*PAGE*:
..........
Some Issues

First:

I have finally arrived at the point where I can give orthodox simple economics its due. It is a triumph. A system of thought well conceived, brilliantly executed, coherent, consistent, and pretty much complete. Bravo. I love it.

As long as we are trying to examine economies consisting of one or two prescient households, a couple of firms of exquisite accounting excellence, one or two products that are easily substituted for one another, as long as there is no uncertainty, no relevant time, and as long as these various actors can calculate everything at warp speed, we know everything we need to know about economics. The game is over.

As I say: well done everyone.

These unbelievably simple little economies, I assume, must exist somewhere. And wherever they do we can explain them easily.

Where they don’t is another matter.

Orthodox economics is simple economics. Simple.
..........
*SET EXERCISE A*: Output the detection rows from their first line down to the line containing "(170, 160), (196, 187)", including both ends, and leave out the pictures.
The essay and the rows that follow it come from unrelated sources.

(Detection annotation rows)
..........
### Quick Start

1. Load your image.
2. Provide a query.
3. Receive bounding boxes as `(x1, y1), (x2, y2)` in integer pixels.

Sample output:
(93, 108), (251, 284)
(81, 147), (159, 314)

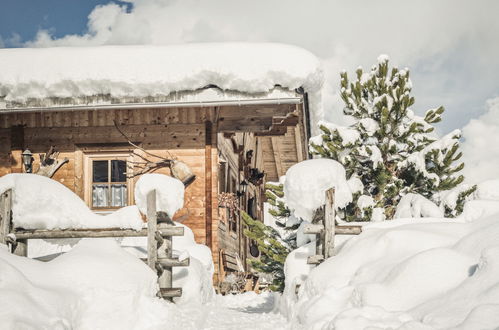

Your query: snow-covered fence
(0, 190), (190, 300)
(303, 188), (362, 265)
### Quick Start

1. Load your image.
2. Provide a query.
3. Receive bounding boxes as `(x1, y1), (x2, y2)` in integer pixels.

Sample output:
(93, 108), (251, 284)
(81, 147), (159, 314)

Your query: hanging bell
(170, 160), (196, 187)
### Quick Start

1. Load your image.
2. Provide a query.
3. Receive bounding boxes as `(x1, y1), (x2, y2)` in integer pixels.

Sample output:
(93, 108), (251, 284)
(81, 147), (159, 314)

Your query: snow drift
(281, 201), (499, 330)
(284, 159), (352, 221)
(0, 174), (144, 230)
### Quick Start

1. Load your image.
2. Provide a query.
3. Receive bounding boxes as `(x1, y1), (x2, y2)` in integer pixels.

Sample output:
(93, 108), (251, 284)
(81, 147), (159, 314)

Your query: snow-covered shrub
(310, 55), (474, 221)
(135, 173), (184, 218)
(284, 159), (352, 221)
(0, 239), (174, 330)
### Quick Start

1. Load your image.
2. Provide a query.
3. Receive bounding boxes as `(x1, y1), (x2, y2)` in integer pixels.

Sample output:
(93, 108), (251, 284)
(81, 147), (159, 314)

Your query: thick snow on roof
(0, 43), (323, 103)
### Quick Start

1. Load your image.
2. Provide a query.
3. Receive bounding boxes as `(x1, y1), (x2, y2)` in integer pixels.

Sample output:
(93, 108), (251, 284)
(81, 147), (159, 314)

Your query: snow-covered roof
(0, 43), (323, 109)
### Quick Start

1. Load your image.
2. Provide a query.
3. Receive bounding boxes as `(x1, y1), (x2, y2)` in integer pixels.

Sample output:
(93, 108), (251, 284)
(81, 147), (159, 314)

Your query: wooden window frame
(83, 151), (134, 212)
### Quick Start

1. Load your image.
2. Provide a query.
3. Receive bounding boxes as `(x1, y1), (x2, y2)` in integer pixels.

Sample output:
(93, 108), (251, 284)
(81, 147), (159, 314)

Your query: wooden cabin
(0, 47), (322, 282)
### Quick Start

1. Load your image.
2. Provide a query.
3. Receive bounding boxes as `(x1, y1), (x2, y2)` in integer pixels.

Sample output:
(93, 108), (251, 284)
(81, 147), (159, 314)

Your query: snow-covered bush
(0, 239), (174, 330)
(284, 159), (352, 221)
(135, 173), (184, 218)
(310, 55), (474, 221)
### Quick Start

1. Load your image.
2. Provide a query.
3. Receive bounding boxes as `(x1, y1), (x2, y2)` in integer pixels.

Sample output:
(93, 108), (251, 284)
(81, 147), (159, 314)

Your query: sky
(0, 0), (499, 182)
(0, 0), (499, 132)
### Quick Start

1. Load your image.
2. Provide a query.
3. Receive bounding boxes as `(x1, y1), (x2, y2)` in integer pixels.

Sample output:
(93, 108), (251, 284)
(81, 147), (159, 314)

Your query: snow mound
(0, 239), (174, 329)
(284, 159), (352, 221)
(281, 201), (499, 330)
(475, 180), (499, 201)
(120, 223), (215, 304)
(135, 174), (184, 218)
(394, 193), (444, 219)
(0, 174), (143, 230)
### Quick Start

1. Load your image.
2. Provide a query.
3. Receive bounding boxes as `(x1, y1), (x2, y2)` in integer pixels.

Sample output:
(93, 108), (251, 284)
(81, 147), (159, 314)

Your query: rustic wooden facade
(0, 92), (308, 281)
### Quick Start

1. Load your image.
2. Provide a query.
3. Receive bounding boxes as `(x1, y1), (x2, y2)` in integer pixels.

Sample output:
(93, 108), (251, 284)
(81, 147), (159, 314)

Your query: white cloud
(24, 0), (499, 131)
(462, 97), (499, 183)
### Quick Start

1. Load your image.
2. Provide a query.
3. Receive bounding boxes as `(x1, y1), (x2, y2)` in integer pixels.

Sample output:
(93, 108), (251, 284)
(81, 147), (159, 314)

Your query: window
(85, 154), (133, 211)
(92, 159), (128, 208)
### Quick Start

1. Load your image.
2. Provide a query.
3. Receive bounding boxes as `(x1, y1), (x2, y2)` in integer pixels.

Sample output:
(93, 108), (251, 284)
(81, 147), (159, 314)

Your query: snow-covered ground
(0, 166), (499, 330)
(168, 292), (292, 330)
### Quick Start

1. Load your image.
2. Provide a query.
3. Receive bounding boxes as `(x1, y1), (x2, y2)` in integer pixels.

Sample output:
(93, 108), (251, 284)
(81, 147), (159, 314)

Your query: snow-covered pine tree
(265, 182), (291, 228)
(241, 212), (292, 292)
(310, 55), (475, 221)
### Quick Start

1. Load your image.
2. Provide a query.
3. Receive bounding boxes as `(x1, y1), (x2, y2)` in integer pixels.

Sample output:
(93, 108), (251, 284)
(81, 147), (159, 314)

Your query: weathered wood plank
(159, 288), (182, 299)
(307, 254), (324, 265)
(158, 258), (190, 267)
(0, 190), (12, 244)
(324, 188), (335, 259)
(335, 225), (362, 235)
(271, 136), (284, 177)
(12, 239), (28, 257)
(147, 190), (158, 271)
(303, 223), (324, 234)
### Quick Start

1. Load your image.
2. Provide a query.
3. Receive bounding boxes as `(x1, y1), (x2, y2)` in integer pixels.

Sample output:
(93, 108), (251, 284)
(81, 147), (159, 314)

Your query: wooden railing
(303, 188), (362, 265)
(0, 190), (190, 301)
..........
*SET EXERCISE B*: Condense the essay's paragraph beginning "As long as we are trying to examine economies" into a short bulleted list that keeps its main facts.

*EXPECTED OUTPUT A*:
### Quick Start

1. Load your image.
2. Provide a query.
3. Receive bounding boxes as `(x1, y1), (x2, y2)` in integer pixels.

Sample output:
(93, 108), (251, 284)
(81, 147), (159, 314)


Your query: snow-covered fence
(0, 190), (190, 300)
(303, 188), (362, 265)
### Quick Start

1. Load your image.
2. Provide a query.
3. Receive bounding boxes as `(x1, y1), (x2, y2)` in integer pixels.

Sample output:
(93, 108), (251, 284)
(81, 147), (159, 314)

Your query: hanging bell
(170, 160), (196, 187)

*EXPECTED OUTPUT B*:
- Such economies have one or two prescient households, a couple of firms with exquisite accounting, and one or two easily substituted products.
- There is no uncertainty and no relevant time.
- The actors can calculate everything at warp speed.
- Under these conditions, we know everything we need to know about economics, and the game is over.